● TUGAS DIKERJAKAN: Sunting teks tentang ekonomi Sulteng dengan menulis ulang bagian yang dimulai pada kata "Arsjad Rasjid: Ekonomi" dan berhenti setelah "setelah Maluku Utara.". Ganti "pertanian" dengan "perkebunan".

● TEKS LATIHAN:
______________________________
Arsjad Rasjid: Ekonomi Sulteng Menyimpan Risiko
JAKARTA – Pengusaha nasional Arsjad Rasjid mengungkapkan bahwa tingginya pertumbuhan ekonomi Provinsi Sulawesi Tengah (Sulteng) berpotensi menyimpan risiko jika tidak dikelola dengan baik. Terutama, katanya, berkenaan dengan tenaga kerja.
“Saat ini wilayah tersebut, terutama ditopang oleh industri pengolahan dan pertambangan. Sementara penyerap tenaga kerja terbesarnya adalah sektor pertanian,” ungkapnya, Jumat (6/5).
Badan Pusat Statistik (BPS) mengungkap bahwa pada 2021, ekonomi Sulteng tumbuh 11,7% dibandingkan tahun sebelumnya (year on year/yoy). Dengan pencapaian itu, Sulteng tercatat sebagai provinsi dengan pertumbuhan ekonomi tertinggi kedua di Indonesia, setelah Maluku Utara.
______________________________
● DATA HASIL EKSTRAKSI:

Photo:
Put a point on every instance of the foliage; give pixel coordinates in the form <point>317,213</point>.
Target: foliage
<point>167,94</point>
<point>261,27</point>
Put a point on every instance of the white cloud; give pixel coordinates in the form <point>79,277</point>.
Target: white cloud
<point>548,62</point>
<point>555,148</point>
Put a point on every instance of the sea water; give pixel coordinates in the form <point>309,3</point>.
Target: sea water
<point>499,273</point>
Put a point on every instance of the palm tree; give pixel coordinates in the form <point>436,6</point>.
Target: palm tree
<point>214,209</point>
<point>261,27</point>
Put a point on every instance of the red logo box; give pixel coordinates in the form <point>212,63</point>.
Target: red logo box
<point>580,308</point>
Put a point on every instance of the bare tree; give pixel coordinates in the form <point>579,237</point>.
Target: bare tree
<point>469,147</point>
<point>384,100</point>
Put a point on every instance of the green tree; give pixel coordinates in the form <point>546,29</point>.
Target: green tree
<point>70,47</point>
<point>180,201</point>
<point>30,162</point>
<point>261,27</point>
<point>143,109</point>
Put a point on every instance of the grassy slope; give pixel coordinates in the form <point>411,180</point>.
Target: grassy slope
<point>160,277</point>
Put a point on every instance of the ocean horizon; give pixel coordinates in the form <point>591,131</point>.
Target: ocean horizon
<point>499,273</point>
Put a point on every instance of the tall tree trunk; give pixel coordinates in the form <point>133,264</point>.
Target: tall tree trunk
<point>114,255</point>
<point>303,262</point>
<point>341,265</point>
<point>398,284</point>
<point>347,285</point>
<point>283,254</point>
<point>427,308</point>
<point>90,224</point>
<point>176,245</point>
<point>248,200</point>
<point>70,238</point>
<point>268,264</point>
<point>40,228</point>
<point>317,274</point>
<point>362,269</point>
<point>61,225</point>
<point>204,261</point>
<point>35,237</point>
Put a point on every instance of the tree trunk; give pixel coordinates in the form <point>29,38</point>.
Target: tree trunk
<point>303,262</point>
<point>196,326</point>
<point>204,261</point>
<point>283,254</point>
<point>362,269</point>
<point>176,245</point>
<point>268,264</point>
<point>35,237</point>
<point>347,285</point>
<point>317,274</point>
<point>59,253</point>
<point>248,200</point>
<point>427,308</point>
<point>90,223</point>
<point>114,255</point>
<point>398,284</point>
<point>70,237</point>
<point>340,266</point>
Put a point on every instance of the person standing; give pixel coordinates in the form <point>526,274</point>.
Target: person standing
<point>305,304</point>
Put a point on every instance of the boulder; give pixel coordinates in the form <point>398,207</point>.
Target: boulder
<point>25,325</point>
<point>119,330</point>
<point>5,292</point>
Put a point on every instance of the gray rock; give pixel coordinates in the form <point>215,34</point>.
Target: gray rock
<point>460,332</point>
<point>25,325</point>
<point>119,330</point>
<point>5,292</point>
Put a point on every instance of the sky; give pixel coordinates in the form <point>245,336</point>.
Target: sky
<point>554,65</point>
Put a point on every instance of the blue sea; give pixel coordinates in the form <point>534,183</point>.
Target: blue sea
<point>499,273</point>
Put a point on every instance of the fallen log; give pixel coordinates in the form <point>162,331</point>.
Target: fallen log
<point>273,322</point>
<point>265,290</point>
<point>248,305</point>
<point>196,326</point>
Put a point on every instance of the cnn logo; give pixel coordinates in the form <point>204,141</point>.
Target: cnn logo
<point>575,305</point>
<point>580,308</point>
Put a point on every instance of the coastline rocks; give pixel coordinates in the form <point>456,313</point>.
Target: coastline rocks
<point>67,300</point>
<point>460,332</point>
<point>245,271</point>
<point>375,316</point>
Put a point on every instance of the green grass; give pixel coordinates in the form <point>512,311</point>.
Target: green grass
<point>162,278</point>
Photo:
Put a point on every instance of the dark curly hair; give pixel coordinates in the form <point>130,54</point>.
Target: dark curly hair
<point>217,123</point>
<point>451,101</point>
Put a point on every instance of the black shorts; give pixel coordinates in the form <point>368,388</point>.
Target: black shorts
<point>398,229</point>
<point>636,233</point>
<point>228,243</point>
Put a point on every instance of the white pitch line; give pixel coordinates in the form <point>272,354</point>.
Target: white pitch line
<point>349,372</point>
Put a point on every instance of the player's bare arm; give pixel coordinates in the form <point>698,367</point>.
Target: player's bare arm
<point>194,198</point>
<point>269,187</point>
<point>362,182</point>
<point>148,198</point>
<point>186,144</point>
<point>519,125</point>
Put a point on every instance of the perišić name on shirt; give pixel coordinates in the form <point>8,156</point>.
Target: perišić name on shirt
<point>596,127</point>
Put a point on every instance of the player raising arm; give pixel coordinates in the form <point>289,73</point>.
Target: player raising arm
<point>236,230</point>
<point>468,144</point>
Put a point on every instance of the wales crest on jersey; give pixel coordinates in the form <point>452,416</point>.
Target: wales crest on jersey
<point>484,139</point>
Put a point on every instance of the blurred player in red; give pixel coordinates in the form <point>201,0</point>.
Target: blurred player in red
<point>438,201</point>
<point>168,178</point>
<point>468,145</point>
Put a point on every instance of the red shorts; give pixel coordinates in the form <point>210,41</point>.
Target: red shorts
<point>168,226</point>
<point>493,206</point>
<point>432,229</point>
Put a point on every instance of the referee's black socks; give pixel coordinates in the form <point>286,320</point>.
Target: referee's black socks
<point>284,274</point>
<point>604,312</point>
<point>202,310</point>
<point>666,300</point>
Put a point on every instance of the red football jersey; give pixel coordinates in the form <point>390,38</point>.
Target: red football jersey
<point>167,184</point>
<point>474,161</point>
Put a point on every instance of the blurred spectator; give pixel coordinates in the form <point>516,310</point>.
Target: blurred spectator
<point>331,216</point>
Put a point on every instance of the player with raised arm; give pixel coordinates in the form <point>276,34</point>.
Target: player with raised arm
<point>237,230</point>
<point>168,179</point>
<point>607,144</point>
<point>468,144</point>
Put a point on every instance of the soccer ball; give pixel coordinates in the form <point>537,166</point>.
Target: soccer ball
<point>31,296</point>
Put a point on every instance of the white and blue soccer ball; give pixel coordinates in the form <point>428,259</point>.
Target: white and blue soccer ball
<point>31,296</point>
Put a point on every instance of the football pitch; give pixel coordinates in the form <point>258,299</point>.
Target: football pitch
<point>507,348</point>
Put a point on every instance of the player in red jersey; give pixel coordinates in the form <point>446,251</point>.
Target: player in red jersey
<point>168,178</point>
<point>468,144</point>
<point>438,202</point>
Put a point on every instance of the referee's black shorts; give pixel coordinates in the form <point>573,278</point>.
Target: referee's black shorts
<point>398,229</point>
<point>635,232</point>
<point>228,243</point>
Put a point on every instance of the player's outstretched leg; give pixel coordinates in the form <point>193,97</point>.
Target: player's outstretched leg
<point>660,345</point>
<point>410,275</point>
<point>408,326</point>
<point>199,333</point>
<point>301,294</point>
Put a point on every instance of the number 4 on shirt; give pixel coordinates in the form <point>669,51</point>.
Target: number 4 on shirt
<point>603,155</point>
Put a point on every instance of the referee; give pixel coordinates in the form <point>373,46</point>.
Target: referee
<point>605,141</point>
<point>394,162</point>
______________________________
● JAWABAN TUGAS:
Arsjad Rasjid: Ekonomi Sulteng Menyimpan Risiko
JAKARTA – Pengusaha nasional Arsjad Rasjid mengungkapkan bahwa tingginya pertumbuhan ekonomi Provinsi Sulawesi Tengah (Sulteng) berpotensi menyimpan risiko jika tidak dikelola dengan baik. Terutama, katanya, berkenaan dengan tenaga kerja.
“Saat ini wilayah tersebut, terutama ditopang oleh industri pengolahan dan pertambangan. Sementara penyerap tenaga kerja terbesarnya adalah sektor perkebunan,” ungkapnya, Jumat (6/5).
Badan Pusat Statistik (BPS) mengungkap bahwa pada 2021, ekonomi Sulteng tumbuh 11,7% dibandingkan tahun sebelumnya (year on year/yoy). Dengan pencapaian itu, Sulteng tercatat sebagai provinsi dengan pertumbuhan ekonomi tertinggi kedua di Indonesia, setelah Maluku Utara.